Written exercise:
Copy out the material below in full, altering only the answers: multiply every x and y coordinate by 0.2 and round each result to a whole number, with halves rounded up.

Supplied records:
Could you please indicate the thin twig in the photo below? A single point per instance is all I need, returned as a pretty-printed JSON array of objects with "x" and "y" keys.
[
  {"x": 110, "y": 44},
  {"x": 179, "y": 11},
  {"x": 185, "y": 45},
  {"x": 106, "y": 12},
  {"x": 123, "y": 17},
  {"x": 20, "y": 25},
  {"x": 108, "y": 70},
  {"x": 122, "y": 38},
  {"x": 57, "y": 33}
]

Task solution:
Could you please indicate the thin twig in the photo below? A single point per instance is all I need, returned as a pretty-printed JSON array of objects with "x" and "y" keys.
[
  {"x": 22, "y": 9},
  {"x": 36, "y": 2},
  {"x": 37, "y": 9},
  {"x": 21, "y": 2},
  {"x": 25, "y": 3},
  {"x": 4, "y": 5},
  {"x": 22, "y": 14},
  {"x": 24, "y": 8},
  {"x": 11, "y": 7}
]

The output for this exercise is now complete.